Mathematics - 2024-12-27 (page 1 of 2)

imbAF

00:00

"..a "compatible choice" of elements of $\sqrt{z^2 + m^2}$" by elements you mean single valued functions of this multivalued function?

Ben Steffan

yes, in the sense that I mean a single-valued function that at each point $z$ picks out one of the elements of $\sqrt{z^2 + m^2}$, in a "coherent" fashion

imbAF

Ok thanks

Can you recommend me

any good books in complex analysis? Idk if it makes a difference

whether one studies math or physics

or if there is a special one for physicists

Ben Steffan

I've never opened a book on complex analysis, but when I took the respective course I found these online notes (?) pretty helpful phys.libretexts.org/Bookshelves/…

imbAF

Bookmarked

thank you for your help

Ben Steffan

you're welcome :>

imbAF

00:28

@BenSteffan I am back, because I have one more question xD

Ben Steffan

okay,

imbAF

It's the root function

and now we are evaluating the integral

I will give you time to read

but once you are done, can we go step by step and discuss the text. There are things that confuse me

Ben Steffan

I'm done, but I'm not sure how much help I will be haha

imbAF

why does the first exponential decreases ?

if $\vec p = a + ib$ the absolute value is a real positive number

and $|x|>0$

so you have a positive complext exponential, that can be written in cos and sin

or I am wrong?

Ben Steffan

there is something horrible going on with the notation in your source

imbAF

00:38

what exactly ?

Ben Steffan

I don't understand why the write $|p|$, but evidently that's just supposed to be some complex-valued variable

imbAF

you know why

Ben Steffan

otherwise how could you have "large imaginary values of $|p|$"

imbAF

because as you can see $p$ is a vector right

since its in bold

Ben Steffan

shudders

well anyways, "large imaginary values of $|p|$" presumably means $|p| = iy$ for real, large $y > 0$.

then $e^{i |p| |x|} = e^{-y |x|}$ which is small

imbAF

00:41

@BenSteffan we have $\vec p$ and by going to spherical polars we can write it the same way we write a vector from cartesian in spherical coordinates

Does it make sense now?

@BenSteffan Ahhh but you are right

Ben Steffan

I understand what it's doing, although I disagree with the particular choice of notation

imbAF

if you see the the integral, the argument is $d|vec p|$

and the values range from minus infinity to infity

so if it can take negative values then it can certainly take values of the form $i\gamma$ or w/e

Ben Steffan

I'll just treat it like a complex-valued variable

imbAF

And what if $|p|=a+ib$

?

## Brief a
Write out the stretch of the complex analysis chat from "Mathematics - 2024-12-27" through "this multivalued function?".

## Input material
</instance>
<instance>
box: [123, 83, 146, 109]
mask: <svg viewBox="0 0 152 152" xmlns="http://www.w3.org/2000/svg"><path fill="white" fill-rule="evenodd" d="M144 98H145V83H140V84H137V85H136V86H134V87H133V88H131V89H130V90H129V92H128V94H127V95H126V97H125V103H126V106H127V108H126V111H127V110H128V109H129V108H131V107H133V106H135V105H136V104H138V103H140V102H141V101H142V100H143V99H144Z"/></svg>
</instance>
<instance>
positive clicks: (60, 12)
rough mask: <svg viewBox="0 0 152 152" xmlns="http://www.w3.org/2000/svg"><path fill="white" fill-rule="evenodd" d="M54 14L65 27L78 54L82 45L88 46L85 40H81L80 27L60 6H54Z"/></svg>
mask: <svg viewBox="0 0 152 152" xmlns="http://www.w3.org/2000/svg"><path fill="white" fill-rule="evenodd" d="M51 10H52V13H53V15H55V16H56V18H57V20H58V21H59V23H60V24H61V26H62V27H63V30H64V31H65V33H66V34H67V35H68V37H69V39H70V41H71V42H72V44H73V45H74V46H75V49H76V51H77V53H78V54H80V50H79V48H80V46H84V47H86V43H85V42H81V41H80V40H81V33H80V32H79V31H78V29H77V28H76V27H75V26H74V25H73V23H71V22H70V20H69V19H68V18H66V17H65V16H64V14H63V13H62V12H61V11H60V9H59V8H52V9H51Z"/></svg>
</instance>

## Brief b
Put every nonblank line of the listing into a Markdown table, with the row number under "Nr" and the line under "Line".

## Reply a
Mathematics - 2024-12-27 (page 1 of 2)

imbAF

00:00

"..a "compatible choice" of elements of $\sqrt{z^2 + m^2}$" by elements you mean single valued functions of this multivalued function?

## Reply b
| Nr | Line |
|---|---|
| 1 | </instance> |
| 2 | <instance> |
| 3 | box: [123, 83, 146, 109] |
| 4 | mask: <svg viewBox="0 0 152 152" xmlns="http://www.w3.org/2000/svg"><path fill="white" fill-rule="evenodd" d="M144 98H145V83H140V84H137V85H136V86H134V87H133V88H131V89H130V90H129V92H128V94H127V95H126V97H125V103H126V106H127V108H126V111H127V110H128V109H129V108H131V107H133V106H135V105H136V104H138V103H140V102H141V101H142V100H143V99H144Z"/></svg> |
| 5 | </instance> |
| 6 | <instance> |
| 7 | positive clicks: (60, 12) |
| 8 | rough mask: <svg viewBox="0 0 152 152" xmlns="http://www.w3.org/2000/svg"><path fill="white" fill-rule="evenodd" d="M54 14L65 27L78 54L82 45L88 46L85 40H81L80 27L60 6H54Z"/></svg> |
| 9 | mask: <svg viewBox="0 0 152 152" xmlns="http://www.w3.org/2000/svg"><path fill="white" fill-rule="evenodd" d="M51 10H52V13H53V15H55V16H56V18H57V20H58V21H59V23H60V24H61V26H62V27H63V30H64V31H65V33H66V34H67V35H68V37H69V39H70V41H71V42H72V44H73V45H74V46H75V49H76V51H77V53H78V54H80V50H79V48H80V46H84V47H86V43H85V42H81V41H80V40H81V33H80V32H79V31H78V29H77V28H76V27H75V26H74V25H73V23H71V22H70V20H69V19H68V18H66V17H65V16H64V14H63V13H62V12H61V11H60V9H59V8H52V9H51Z"/></svg> |
| 10 | </instance> |